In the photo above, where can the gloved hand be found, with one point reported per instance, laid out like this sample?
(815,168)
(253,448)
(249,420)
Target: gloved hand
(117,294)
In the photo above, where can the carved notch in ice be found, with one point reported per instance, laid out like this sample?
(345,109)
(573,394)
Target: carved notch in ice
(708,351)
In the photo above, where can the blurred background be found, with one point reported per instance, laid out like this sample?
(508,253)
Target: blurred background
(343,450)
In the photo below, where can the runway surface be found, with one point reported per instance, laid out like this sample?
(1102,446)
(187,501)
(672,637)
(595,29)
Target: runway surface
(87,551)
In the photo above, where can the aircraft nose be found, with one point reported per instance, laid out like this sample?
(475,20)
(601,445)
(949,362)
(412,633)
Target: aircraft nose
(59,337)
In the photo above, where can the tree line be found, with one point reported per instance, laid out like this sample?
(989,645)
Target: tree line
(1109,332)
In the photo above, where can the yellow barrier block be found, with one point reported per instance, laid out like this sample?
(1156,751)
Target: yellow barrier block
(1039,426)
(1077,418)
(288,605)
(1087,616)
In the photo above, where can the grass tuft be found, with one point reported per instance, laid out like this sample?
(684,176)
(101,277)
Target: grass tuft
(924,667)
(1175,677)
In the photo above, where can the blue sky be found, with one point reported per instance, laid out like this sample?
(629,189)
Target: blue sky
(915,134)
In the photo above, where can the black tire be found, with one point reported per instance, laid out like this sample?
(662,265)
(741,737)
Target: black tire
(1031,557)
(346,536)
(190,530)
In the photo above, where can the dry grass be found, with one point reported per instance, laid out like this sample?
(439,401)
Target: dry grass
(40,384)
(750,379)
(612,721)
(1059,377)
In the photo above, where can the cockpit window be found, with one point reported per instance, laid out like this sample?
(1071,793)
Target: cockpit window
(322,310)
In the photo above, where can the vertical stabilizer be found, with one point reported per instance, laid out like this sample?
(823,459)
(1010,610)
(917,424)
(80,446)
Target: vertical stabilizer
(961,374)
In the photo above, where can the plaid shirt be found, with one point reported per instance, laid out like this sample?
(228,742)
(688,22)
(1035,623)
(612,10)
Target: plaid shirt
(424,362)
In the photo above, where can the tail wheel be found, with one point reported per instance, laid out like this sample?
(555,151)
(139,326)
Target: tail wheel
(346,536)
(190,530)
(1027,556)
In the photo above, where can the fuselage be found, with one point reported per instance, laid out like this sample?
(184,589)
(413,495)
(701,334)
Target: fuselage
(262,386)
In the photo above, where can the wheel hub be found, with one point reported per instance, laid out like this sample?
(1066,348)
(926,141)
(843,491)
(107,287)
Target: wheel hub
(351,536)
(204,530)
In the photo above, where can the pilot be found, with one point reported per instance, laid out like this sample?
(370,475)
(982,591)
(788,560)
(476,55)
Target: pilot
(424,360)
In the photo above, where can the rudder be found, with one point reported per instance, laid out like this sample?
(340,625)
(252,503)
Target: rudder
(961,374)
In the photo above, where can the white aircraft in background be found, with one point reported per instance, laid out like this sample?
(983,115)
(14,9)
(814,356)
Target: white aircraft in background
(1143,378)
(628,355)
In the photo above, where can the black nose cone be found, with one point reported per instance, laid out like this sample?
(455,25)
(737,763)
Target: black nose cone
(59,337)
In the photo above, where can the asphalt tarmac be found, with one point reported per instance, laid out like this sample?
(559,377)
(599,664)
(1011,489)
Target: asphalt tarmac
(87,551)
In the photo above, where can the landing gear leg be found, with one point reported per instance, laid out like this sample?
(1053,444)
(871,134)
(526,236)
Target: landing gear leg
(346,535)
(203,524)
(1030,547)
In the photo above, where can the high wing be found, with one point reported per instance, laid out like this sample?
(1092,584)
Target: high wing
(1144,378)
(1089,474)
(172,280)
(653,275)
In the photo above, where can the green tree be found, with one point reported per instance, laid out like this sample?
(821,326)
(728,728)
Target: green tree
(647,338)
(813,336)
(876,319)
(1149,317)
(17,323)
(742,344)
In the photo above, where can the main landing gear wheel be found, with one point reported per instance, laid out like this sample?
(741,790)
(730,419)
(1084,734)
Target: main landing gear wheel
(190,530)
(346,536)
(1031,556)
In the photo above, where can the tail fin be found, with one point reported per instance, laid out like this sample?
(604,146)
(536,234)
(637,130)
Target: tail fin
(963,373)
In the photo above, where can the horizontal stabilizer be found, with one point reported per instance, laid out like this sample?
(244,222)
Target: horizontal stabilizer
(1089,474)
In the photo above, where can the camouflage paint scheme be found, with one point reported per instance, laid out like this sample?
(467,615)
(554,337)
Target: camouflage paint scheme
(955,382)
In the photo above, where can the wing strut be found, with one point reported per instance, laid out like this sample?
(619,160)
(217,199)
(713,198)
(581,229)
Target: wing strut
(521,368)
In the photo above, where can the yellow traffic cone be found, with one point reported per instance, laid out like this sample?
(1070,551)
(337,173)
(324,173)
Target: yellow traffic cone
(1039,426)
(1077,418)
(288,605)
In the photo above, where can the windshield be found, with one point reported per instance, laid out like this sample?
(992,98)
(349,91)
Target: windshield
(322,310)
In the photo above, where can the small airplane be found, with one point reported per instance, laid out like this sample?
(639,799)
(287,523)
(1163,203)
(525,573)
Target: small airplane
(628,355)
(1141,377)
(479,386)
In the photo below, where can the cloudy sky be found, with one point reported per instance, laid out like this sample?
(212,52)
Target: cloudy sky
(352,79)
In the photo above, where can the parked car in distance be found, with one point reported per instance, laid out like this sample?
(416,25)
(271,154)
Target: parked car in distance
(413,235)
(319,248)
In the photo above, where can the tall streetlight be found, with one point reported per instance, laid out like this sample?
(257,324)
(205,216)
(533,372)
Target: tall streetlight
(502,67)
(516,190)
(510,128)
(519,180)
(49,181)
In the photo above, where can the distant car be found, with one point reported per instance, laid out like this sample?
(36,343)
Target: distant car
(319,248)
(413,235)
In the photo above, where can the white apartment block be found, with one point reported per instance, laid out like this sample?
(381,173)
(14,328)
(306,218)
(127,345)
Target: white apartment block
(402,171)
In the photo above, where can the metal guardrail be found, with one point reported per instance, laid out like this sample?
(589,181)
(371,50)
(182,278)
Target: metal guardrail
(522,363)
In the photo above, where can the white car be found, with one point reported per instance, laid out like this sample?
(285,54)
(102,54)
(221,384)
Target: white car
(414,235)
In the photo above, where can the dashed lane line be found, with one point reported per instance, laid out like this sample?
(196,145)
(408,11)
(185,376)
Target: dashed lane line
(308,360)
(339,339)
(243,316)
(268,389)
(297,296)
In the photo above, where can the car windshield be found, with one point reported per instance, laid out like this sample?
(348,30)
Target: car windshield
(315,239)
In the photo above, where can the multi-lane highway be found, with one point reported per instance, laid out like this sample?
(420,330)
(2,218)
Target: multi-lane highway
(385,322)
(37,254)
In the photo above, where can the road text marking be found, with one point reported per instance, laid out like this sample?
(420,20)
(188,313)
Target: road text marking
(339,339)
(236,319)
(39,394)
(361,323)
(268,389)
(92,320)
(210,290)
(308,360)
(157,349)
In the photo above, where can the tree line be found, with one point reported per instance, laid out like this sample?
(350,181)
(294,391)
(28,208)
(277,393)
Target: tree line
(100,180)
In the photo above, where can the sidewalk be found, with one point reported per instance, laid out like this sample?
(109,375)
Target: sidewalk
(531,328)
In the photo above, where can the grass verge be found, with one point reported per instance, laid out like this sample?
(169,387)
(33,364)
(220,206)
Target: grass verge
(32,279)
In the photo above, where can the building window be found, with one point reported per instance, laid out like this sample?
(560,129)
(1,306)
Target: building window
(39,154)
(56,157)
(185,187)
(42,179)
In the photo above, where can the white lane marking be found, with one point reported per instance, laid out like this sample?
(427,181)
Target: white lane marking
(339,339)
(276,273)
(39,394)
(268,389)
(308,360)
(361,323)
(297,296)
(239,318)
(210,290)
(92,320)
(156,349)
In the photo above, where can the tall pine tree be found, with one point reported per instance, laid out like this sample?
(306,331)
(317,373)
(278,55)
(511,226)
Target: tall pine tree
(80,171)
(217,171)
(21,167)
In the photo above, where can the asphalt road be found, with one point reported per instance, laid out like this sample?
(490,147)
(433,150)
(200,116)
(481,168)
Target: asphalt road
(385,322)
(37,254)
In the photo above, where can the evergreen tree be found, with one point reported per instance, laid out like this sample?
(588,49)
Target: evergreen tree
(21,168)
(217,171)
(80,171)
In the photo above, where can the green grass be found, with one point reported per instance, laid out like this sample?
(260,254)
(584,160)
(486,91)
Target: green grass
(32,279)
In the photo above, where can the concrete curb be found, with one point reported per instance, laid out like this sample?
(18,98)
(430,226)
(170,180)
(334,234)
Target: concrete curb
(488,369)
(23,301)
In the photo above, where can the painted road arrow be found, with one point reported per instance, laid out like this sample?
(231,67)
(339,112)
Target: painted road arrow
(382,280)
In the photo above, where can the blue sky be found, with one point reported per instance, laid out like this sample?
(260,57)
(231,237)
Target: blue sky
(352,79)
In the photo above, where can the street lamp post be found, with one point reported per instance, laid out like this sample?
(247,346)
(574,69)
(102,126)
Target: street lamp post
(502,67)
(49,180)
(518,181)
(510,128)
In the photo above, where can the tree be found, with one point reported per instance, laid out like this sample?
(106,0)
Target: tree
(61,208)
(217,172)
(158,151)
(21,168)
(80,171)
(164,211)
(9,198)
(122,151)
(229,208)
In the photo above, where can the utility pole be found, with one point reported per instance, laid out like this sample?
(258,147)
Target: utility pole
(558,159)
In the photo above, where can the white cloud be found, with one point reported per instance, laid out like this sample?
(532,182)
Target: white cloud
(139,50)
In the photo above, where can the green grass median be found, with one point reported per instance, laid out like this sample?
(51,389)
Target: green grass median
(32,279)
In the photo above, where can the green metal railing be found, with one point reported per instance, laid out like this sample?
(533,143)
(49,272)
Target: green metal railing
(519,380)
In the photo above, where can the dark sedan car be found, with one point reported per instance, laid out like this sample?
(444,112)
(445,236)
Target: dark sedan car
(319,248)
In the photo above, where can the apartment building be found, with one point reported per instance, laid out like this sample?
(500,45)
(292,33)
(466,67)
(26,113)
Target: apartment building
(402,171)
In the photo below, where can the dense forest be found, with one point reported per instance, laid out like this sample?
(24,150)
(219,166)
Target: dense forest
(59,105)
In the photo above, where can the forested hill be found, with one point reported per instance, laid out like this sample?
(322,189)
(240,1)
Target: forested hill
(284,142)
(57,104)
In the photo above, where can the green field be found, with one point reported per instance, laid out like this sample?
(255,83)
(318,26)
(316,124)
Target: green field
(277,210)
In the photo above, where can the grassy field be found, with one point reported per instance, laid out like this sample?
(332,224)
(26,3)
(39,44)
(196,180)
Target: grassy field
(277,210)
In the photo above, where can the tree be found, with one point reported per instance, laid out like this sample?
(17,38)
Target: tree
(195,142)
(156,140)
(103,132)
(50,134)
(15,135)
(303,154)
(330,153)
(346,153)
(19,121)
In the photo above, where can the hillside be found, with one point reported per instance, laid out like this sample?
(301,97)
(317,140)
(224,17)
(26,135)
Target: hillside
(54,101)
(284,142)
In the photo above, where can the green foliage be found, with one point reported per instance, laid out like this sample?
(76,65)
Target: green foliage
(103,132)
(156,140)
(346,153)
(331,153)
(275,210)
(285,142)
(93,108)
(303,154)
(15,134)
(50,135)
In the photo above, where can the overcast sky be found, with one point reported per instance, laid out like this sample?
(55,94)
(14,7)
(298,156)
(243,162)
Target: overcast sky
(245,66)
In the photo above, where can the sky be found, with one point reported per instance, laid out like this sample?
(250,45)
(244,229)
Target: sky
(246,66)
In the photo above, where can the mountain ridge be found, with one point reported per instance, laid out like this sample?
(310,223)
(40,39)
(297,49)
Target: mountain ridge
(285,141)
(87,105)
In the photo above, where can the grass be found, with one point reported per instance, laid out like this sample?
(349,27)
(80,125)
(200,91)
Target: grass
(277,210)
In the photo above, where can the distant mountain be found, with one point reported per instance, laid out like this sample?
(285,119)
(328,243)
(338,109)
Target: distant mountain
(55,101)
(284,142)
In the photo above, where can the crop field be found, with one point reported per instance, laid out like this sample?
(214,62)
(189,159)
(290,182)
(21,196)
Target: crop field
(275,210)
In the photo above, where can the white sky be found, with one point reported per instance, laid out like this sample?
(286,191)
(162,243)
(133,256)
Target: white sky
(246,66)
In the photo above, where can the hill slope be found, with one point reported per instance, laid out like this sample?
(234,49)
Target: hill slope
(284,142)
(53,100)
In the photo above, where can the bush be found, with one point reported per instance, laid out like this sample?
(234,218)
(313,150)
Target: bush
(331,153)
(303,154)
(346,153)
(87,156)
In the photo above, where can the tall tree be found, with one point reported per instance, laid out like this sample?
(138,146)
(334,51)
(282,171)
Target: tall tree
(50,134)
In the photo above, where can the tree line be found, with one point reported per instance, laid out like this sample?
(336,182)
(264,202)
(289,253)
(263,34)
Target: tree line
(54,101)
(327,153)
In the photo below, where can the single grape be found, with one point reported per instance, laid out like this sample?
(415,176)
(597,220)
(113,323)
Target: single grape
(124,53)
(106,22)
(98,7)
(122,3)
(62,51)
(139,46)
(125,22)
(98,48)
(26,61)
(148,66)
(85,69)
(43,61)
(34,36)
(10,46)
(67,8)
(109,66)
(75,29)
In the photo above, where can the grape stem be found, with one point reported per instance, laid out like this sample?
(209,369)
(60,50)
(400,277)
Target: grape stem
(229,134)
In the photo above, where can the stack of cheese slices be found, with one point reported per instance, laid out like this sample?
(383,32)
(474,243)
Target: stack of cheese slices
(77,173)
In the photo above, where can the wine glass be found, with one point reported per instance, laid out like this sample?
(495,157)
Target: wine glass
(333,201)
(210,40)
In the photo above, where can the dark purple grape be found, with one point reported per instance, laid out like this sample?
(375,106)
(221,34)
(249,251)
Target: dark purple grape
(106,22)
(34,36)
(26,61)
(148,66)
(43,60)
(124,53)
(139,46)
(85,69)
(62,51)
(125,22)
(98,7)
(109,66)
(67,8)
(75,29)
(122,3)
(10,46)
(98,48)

:::::

> ASSIGNMENT
Filter the entries and keep only the lines holding "below".

> REPLY
In the photo below, where can the runway surface be found, with one point reported per instance, laid out like this sample?
In the photo below, where can the cloudy sky be found, with one point reported per instance, laid out like this sample?
In the photo below, where can the dense forest be found, with one point reported per instance, laid out like this sample?
In the photo below, where can the single grape be found, with one point reported per instance, laid out like this sample?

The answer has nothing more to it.